Data entries

= = = =

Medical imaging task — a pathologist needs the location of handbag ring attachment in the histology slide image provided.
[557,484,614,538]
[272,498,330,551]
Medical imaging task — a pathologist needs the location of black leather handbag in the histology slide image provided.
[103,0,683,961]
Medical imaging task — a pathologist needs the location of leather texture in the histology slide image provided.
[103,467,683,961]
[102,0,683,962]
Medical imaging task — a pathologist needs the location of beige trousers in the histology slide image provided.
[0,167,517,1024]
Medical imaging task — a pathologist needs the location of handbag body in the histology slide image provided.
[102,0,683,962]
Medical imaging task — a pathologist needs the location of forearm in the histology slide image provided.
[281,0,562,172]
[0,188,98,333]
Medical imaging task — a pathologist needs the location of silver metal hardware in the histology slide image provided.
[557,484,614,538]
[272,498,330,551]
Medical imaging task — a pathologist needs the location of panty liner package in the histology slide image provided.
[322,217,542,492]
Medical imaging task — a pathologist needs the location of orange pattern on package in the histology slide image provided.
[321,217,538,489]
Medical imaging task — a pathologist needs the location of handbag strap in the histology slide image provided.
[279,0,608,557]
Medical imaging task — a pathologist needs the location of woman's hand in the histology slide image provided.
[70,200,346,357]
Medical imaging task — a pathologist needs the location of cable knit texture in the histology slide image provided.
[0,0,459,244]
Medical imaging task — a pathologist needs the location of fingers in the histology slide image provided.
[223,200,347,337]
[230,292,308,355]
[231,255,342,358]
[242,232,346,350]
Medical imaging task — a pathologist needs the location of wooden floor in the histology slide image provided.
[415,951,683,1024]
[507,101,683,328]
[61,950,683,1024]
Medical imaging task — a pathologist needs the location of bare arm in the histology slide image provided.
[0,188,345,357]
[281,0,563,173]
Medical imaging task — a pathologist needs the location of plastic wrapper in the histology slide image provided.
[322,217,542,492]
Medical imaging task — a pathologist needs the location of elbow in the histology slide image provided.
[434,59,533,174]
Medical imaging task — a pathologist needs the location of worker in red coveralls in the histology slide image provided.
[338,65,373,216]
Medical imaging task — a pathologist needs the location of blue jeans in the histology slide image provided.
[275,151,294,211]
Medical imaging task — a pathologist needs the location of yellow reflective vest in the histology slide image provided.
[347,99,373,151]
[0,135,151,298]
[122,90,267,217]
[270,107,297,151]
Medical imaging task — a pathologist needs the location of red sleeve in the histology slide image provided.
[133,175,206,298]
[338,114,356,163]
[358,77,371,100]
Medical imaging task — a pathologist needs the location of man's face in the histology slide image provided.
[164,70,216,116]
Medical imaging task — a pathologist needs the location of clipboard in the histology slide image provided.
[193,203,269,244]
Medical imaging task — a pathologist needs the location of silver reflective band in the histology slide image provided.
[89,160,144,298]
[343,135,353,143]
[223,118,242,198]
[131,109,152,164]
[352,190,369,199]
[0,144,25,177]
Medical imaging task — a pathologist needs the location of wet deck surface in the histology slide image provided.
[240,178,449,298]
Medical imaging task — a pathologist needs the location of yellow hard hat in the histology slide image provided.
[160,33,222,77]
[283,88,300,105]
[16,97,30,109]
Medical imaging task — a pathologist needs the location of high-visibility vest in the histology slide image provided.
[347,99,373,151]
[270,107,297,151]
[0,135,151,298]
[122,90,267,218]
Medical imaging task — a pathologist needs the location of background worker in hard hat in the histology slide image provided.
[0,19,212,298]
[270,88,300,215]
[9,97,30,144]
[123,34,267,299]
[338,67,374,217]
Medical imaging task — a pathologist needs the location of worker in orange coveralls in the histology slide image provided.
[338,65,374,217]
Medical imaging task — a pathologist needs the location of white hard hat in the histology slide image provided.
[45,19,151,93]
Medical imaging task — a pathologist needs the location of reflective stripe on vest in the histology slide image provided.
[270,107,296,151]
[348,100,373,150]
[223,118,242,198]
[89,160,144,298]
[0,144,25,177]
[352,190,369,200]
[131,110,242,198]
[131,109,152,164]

= = = =

PROBLEM REQUIREMENTS: Copy out the entries word for word, starting at the line containing "leather texture in the histology slide image provided." and ending at the line containing "[0,167,517,1024]", with both of those lines included.

EXERCISE OUTPUT:
Medical imaging task — a pathologist needs the location of leather texture in the histology slide image provided.
[103,467,683,961]
[102,0,683,962]
Medical imaging task — a pathologist needs the location of beige trousers in the histology slide image provided.
[0,167,517,1024]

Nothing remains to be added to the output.